* BEGIN SUPPLIED DATA *
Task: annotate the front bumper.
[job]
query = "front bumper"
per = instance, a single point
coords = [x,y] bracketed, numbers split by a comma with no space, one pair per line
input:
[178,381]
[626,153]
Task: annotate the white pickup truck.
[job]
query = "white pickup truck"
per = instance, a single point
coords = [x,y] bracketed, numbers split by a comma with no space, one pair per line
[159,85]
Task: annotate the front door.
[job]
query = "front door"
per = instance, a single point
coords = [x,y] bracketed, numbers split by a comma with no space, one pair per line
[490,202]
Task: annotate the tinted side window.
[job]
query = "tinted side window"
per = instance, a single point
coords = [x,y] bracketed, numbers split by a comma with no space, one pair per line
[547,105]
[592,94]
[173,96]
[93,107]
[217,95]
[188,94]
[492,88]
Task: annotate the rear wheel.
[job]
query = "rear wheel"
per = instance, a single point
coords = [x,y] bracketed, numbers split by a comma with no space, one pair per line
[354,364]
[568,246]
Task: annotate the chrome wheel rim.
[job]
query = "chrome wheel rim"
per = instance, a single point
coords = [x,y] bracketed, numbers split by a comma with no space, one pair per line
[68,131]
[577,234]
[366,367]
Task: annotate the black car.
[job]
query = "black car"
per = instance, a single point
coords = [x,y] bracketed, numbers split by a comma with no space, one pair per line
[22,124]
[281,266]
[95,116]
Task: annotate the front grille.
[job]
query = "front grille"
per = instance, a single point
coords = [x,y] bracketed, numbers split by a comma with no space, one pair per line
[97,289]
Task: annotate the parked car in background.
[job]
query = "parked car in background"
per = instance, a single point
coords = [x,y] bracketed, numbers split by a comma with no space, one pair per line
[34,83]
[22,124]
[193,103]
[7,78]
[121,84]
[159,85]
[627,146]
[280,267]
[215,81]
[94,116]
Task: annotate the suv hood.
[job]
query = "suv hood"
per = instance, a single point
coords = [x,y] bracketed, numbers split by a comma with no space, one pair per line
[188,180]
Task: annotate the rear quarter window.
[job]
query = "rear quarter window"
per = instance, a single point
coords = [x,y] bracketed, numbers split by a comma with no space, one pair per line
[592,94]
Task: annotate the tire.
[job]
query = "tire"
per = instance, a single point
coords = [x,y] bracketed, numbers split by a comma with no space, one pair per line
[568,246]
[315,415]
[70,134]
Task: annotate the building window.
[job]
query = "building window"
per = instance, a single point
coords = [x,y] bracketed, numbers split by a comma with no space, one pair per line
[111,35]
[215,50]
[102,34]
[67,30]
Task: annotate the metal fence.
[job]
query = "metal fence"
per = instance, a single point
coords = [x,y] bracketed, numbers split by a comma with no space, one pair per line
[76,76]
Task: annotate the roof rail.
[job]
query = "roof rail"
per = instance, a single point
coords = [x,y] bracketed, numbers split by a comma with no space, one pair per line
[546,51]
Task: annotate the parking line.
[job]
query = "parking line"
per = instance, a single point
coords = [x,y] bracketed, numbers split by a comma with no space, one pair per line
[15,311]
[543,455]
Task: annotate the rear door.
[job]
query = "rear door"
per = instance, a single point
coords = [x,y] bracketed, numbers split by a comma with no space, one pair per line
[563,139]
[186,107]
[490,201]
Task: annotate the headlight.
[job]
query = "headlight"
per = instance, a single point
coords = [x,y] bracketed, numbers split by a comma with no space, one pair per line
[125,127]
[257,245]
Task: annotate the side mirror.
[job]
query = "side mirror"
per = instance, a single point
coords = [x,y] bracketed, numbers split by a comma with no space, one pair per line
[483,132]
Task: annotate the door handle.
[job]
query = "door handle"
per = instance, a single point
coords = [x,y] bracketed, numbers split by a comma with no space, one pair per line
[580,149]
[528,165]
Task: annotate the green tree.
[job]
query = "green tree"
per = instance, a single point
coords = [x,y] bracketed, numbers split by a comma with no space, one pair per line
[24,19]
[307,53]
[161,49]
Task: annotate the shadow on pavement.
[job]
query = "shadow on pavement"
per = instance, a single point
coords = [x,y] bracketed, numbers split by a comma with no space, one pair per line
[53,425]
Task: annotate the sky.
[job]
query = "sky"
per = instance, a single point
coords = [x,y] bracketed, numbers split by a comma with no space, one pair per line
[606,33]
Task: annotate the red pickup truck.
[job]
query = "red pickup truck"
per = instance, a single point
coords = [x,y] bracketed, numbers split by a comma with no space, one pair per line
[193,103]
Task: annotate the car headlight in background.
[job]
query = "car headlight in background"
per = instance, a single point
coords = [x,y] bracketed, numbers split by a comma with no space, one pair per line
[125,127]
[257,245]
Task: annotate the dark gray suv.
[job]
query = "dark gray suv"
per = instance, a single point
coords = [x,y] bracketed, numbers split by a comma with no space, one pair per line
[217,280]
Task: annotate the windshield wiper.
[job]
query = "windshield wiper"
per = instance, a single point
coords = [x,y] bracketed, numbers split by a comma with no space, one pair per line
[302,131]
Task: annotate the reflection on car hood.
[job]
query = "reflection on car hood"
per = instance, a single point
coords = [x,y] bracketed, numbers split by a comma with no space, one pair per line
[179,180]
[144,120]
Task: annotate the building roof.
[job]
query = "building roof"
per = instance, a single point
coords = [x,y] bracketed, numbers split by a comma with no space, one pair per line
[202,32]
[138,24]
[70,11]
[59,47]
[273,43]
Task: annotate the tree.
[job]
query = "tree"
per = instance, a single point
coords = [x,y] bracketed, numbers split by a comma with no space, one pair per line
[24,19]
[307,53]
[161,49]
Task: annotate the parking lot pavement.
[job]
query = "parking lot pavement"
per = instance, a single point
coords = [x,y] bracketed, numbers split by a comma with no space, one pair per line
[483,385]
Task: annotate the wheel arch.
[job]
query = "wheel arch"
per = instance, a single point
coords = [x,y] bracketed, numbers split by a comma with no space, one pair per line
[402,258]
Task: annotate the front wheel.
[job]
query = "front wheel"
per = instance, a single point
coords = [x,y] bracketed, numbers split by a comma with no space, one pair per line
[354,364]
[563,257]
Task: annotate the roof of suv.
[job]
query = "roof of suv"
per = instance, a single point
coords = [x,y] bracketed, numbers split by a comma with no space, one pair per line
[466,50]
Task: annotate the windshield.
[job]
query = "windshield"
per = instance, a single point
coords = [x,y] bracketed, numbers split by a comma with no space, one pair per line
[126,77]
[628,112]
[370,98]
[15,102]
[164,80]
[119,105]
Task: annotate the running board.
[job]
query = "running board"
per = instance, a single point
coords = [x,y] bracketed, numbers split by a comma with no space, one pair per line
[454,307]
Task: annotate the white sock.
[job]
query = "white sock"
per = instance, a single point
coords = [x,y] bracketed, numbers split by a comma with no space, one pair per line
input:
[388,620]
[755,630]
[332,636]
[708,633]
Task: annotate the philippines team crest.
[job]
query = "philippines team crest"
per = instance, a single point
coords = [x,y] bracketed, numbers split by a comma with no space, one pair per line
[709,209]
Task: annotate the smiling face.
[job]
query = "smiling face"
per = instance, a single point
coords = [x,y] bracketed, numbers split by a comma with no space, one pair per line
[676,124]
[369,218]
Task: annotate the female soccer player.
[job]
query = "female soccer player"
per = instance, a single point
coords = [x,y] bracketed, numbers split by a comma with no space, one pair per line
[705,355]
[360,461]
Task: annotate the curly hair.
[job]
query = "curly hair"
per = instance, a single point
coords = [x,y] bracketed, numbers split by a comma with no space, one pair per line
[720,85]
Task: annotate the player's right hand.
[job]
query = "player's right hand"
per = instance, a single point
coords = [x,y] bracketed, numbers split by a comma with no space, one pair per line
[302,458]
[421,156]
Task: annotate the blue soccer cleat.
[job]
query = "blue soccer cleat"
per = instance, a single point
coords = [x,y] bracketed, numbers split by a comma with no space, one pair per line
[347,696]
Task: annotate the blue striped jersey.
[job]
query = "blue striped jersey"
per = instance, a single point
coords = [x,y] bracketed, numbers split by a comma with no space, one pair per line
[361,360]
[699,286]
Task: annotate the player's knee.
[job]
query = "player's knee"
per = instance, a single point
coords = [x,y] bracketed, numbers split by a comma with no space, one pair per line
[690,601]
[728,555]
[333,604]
* END SUPPLIED DATA *
-- AIM --
Give exactly the lines from the one with "Task: annotate the blue soccer cleat." to the end of the entries, nothing before them.

-- TASK RESPONSE --
Task: annotate the blue soccer cleat.
[job]
query = "blue soccer cleat"
per = instance, a single point
coords = [x,y] bracketed, numbers split by a comma with no space, one pair per line
[347,696]
Task: annotate the blue striped jersey.
[job]
query = "blue striped jersey"
per = instance, a single point
coords = [x,y] bracketed, numbers split by a comma with no space, one pair per line
[361,360]
[699,286]
Task: annotate the player's knee.
[job]
query = "player's knee"
per = instance, a single point
coords = [x,y] bracketed, numbers split by a comma with no space, one pair per line
[690,601]
[728,555]
[333,604]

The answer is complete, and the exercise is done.